_Brief_:
Copy the stretch of the goat forum thread from "Thanks! Yes, I" through "is so adorable!", swapping "nose" for "snout".

Bella is such a good girl! I just love when that perfect dog finds your farm. My goats do the same thing. They never pretend to spook from my farm dog (he was here before they were) but I have one goat in particular who will pretend to spook at my LGD. She’ll kick and twist and bounce and sprint. He just watches her with a tilted head, wondering what all the fuss is about. Then she cuddles up right next to him at night to sleep. Goats. They are characters.


----------



## Jubillee

I don't know how I missed this thread!! You have a gorgeous herd and an absolutely stunning property. I would love to raise mine exactly like that! How lovely!


----------



## toth boer goats

How cute.


----------



## Cedarwinds Farm

Rancho Draco said:


> What a doll! ❤
> 
> I love the nose through the slat shot.


Thanks! Yes, I love seeing Beaut's little nose poking out, keeping tabs on everything. 


Goatastic43 said:


> Aww! Congrats to your sister! He (it’s a he right?) is so adorable!


Thanks! Yes, he's a bull calf.


FizzyGoats said:


> The goats look amazing! And congrats to your sister. What a beautiful calf!
> 
> 
> Bella is such a good girl! I just love when that perfect dog finds your farm. My goats do the same thing. They never pretend to spook from my farm dog (he was here before they were) but I have one goat in particular who will pretend to spook at my LGD. She’ll kick and twist and bounce and sprint. He just watches her with a tilted head, wondering what all the fuss is about. Then she cuddles up right next to him at night to sleep. Goats. They are characters.


Thanks! 
Thats such a funny story about your goat and Archer. I can just picture poor Archer's confusion. I think the doelings are more goofy because they have nothing else to do. They're not milking or raising babies, so they have more time to cook up mischief.

_Records_:
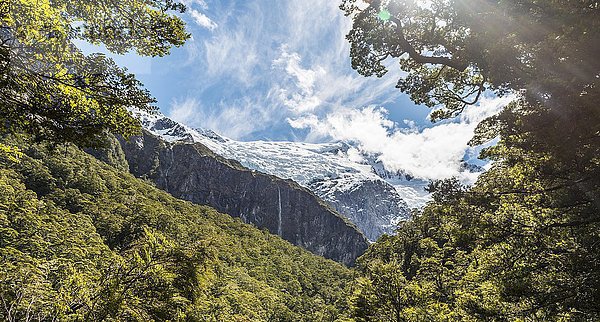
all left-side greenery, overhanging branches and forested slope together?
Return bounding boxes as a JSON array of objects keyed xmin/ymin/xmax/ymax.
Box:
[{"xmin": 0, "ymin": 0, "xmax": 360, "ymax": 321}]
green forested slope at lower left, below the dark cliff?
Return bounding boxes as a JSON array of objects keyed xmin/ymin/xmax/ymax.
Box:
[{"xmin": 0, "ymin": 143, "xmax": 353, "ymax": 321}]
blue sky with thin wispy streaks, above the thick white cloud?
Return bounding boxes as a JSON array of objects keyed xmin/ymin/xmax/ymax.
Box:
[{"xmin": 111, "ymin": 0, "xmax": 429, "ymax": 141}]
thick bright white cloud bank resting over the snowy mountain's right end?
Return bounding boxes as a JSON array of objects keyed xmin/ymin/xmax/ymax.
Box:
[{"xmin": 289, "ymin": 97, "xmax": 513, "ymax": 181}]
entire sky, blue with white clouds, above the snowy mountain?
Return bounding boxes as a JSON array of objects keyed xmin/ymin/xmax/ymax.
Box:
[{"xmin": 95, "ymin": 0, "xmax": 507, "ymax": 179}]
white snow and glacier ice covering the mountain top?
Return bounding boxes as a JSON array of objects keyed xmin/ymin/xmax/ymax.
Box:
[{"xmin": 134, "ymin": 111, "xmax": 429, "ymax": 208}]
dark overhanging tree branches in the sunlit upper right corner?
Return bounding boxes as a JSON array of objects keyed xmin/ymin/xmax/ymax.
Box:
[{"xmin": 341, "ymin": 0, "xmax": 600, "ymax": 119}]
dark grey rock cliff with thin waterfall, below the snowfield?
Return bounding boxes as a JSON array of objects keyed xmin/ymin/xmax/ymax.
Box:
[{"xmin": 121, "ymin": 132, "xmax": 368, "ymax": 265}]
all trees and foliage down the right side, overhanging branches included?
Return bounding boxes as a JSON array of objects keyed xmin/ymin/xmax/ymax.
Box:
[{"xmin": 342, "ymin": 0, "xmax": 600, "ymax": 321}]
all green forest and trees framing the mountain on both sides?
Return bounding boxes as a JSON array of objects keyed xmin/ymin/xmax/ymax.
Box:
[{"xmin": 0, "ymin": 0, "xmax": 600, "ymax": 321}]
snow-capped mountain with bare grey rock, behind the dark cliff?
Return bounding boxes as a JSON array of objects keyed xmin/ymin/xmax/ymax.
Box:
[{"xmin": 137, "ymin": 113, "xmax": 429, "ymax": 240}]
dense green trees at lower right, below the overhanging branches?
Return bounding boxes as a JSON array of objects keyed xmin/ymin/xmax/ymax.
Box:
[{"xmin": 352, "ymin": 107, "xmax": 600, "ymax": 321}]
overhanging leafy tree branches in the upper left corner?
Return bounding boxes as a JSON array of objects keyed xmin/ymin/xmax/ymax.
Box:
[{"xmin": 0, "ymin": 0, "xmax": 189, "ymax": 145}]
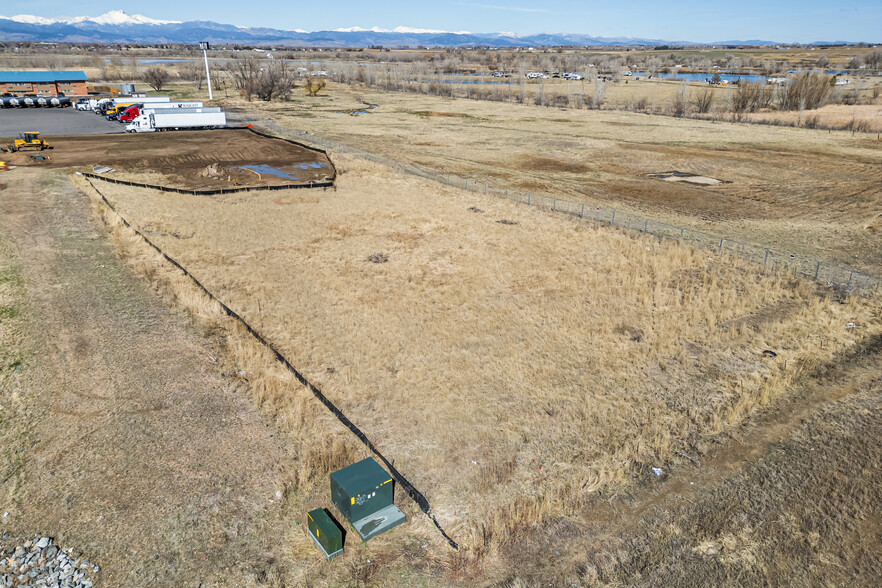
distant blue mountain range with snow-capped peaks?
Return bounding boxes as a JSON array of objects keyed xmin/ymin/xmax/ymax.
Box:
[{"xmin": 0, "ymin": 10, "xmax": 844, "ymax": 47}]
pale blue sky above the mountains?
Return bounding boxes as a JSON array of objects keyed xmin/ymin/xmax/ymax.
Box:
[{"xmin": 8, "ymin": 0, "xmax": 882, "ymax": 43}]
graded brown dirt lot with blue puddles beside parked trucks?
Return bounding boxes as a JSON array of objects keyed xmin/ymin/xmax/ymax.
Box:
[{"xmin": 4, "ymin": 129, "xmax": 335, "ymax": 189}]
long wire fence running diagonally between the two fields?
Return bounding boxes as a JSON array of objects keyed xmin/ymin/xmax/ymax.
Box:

_Your response_:
Thanks! Yes, I love seeing Beaut's little snout poking out, keeping tabs on everything. 


Goatastic43 said:


> Aww! Congrats to your sister! He (it’s a he right?) is so adorable!